Count the lines in the records below that contain the string "black", treating uppercase and lowercase letters as different. Reply with the number alone.
====== Material for this task
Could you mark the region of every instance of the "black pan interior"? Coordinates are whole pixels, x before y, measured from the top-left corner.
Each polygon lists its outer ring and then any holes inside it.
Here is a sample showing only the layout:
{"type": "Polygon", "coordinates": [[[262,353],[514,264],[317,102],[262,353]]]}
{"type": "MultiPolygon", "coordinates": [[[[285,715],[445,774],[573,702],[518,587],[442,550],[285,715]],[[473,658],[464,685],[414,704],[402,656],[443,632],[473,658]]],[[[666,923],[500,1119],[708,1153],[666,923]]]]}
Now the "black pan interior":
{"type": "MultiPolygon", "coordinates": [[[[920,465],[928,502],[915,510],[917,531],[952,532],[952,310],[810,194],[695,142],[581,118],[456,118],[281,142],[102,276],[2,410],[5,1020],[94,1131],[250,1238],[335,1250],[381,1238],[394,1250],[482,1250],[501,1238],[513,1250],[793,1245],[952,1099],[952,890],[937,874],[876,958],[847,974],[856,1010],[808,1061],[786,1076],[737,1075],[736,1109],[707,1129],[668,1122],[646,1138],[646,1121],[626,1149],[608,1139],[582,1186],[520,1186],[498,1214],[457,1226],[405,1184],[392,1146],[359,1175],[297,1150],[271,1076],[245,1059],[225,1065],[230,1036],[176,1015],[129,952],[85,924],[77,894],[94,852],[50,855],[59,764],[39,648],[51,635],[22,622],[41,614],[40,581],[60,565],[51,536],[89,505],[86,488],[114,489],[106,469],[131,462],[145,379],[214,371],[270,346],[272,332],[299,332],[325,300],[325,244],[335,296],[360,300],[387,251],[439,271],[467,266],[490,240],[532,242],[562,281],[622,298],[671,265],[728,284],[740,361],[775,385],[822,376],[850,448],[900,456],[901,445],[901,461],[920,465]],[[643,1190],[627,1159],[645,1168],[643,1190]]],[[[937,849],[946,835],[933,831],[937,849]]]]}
============
_The answer_:
2